**Aim of the task**
The full listing, copied exactly, is the required output.

**Provided information**
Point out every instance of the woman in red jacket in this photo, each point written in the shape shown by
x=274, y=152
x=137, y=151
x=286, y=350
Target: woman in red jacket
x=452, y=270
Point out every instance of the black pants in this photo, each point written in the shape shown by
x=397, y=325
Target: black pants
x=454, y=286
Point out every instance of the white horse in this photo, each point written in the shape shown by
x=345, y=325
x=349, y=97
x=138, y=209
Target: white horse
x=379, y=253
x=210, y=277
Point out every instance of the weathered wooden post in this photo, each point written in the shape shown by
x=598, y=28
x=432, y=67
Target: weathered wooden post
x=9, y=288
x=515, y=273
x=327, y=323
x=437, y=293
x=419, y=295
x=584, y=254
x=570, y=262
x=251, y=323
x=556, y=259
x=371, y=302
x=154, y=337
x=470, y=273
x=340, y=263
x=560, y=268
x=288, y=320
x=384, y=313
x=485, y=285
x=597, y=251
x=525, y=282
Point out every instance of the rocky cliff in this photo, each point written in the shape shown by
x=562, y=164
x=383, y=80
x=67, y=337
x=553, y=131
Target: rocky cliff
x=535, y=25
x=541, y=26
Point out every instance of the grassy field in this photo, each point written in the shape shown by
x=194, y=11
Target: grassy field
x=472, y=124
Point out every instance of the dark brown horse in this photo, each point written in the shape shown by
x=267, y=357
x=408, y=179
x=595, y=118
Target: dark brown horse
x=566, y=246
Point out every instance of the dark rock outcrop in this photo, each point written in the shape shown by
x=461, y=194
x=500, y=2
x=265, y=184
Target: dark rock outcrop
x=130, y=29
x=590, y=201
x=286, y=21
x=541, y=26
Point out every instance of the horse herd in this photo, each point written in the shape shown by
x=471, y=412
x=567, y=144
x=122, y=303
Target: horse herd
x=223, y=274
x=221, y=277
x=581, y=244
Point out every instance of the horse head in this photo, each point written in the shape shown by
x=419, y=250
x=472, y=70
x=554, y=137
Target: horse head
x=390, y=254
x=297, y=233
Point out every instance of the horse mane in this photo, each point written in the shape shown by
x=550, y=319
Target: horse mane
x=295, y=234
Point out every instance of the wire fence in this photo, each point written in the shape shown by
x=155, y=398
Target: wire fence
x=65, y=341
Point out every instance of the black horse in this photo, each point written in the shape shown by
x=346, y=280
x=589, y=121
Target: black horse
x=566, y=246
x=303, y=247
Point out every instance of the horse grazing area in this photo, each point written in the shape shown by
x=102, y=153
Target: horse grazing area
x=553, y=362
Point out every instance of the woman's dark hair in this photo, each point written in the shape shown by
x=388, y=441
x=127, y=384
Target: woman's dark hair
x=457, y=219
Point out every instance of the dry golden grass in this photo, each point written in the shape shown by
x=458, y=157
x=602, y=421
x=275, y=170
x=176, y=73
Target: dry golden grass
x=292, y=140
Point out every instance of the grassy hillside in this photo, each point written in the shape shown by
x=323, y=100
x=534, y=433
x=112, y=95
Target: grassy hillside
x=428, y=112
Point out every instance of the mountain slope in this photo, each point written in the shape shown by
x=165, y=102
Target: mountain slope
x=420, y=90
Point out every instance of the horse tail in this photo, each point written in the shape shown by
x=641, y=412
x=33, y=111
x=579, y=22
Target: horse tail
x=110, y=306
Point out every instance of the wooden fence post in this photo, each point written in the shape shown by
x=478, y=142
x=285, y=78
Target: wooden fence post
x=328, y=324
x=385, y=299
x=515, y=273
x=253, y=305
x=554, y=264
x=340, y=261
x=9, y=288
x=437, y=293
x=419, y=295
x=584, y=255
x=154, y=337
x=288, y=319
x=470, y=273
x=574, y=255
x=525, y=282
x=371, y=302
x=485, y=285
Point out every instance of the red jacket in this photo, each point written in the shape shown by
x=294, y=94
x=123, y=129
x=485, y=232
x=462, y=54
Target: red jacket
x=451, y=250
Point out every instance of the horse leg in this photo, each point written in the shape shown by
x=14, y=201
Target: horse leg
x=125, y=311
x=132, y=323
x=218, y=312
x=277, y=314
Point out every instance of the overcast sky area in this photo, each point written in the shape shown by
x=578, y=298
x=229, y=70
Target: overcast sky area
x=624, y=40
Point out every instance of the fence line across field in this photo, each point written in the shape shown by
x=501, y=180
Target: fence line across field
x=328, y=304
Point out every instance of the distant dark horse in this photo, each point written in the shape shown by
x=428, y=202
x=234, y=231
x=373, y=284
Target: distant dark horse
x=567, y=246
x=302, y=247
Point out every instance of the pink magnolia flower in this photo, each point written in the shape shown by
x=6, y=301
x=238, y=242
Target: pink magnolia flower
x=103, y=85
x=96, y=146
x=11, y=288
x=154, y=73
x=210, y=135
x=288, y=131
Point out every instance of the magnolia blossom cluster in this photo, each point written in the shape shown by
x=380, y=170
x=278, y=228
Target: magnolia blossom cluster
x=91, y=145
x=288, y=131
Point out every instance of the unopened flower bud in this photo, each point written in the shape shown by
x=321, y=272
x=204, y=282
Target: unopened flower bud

**Solved problem**
Point out every instance of the woman in red jacket in this photo, each point written in the shape shown by
x=274, y=152
x=137, y=151
x=286, y=350
Target: woman in red jacket
x=452, y=270
Point out every instance of the black pants in this photo, each point written in the shape shown by
x=397, y=325
Target: black pants
x=454, y=286
Point out every instance of the white horse in this photo, each point written in the shape shown by
x=345, y=325
x=349, y=97
x=138, y=209
Target: white horse
x=379, y=253
x=210, y=277
Point out every instance of the weathered wooden post in this photo, each point written in the shape shown by
x=598, y=28
x=432, y=67
Target: weathered wooden post
x=9, y=288
x=515, y=273
x=327, y=323
x=437, y=293
x=419, y=295
x=584, y=254
x=570, y=262
x=251, y=323
x=556, y=259
x=371, y=302
x=154, y=337
x=470, y=273
x=340, y=263
x=560, y=268
x=288, y=320
x=384, y=313
x=485, y=285
x=597, y=251
x=525, y=282
Point out every instance of the rocky cliff in this photo, each point written in the shape shown by
x=562, y=164
x=383, y=80
x=67, y=337
x=553, y=131
Target: rocky cliff
x=535, y=25
x=541, y=26
Point out every instance of the grassy field in this photo, each point written in the shape shown by
x=194, y=11
Target: grassy field
x=472, y=124
Point out every instance of the dark brown horse in this photo, each point written in the shape shown by
x=267, y=357
x=408, y=179
x=595, y=118
Target: dark brown horse
x=566, y=246
Point out every instance of the dark rock outcrop in this photo, each point written in the shape shown by
x=461, y=194
x=500, y=2
x=265, y=184
Target: dark rock outcrop
x=130, y=29
x=590, y=201
x=286, y=21
x=541, y=26
Point out every instance of the horse herd in this photo, each point written in the shape shown by
x=471, y=412
x=567, y=144
x=122, y=303
Target: horse herd
x=223, y=274
x=221, y=277
x=581, y=244
Point out every instance of the horse head in this photo, each point written in the shape shown by
x=419, y=250
x=472, y=70
x=554, y=137
Target: horse head
x=390, y=254
x=297, y=233
Point out every instance of the horse mane in this photo, each point written in the shape shown by
x=550, y=319
Target: horse mane
x=295, y=234
Point out every instance of the wire fence in this photo, each point written in the shape shown by
x=155, y=398
Target: wire fence
x=65, y=341
Point out every instance of the black horse in this photo, each point written in the shape shown by
x=346, y=280
x=589, y=121
Target: black horse
x=566, y=246
x=303, y=247
Point out every instance of the horse grazing area in this photo, each point written in the shape shown by
x=102, y=153
Target: horse grazing area
x=553, y=362
Point out every instance of the woman's dark hair in this photo, each point written in the shape shown by
x=388, y=441
x=127, y=384
Target: woman's dark hair
x=457, y=219
Point out every instance of the dry golden grass in this photo, each point written in the shape shown by
x=458, y=157
x=602, y=421
x=275, y=170
x=176, y=73
Target: dry golden grass
x=292, y=140
Point out every instance of the grassy hillside in this photo, each point written in the shape shown by
x=323, y=100
x=534, y=433
x=112, y=95
Target: grassy hillside
x=428, y=112
Point out every instance of the mountain slope in this photo, each point written in the shape shown by
x=165, y=102
Target: mountain slope
x=420, y=90
Point out every instance of the horse tail in this photo, each point written in the shape shown by
x=641, y=412
x=33, y=111
x=579, y=22
Target: horse tail
x=110, y=306
Point out every instance of the wooden fence post in this photo, each point written in the shape shown by
x=478, y=142
x=285, y=78
Target: wooden fence post
x=328, y=324
x=385, y=299
x=515, y=273
x=253, y=305
x=554, y=264
x=340, y=261
x=9, y=288
x=437, y=293
x=419, y=295
x=584, y=255
x=154, y=337
x=288, y=319
x=470, y=273
x=574, y=255
x=525, y=282
x=371, y=302
x=485, y=285
Point out every instance of the red jacket in this photo, each point written in the shape shown by
x=294, y=94
x=123, y=129
x=485, y=232
x=462, y=54
Target: red jacket
x=451, y=250
Point out every instance of the horse leg in this photo, each point written in the shape shown by
x=14, y=201
Target: horse leg
x=125, y=311
x=132, y=323
x=218, y=312
x=277, y=314
Point out every instance of the overcast sky area in this photo, each point written in the shape shown by
x=578, y=298
x=229, y=70
Target: overcast sky area
x=624, y=40
Point out every instance of the fence line across field in this photo, each point written in the shape shown by
x=501, y=180
Target: fence line across field
x=328, y=304
Point out every instance of the distant dark horse in this photo, each point written in the shape shown by
x=428, y=202
x=234, y=231
x=373, y=284
Target: distant dark horse
x=567, y=246
x=302, y=247
Point out every instance of the pink magnolia flower in this photo, each point written in the shape shown by
x=6, y=301
x=238, y=242
Target: pink magnolia flower
x=103, y=85
x=96, y=146
x=11, y=288
x=154, y=73
x=210, y=135
x=288, y=131
Point out every instance of the magnolia blossom cluster in this photo, each point written in the shape shown by
x=380, y=170
x=278, y=228
Target: magnolia blossom cluster
x=91, y=145
x=288, y=131
Point out every instance of the unopened flower bud in this photo, each point written in the shape shown by
x=321, y=272
x=204, y=282
Target: unopened flower bud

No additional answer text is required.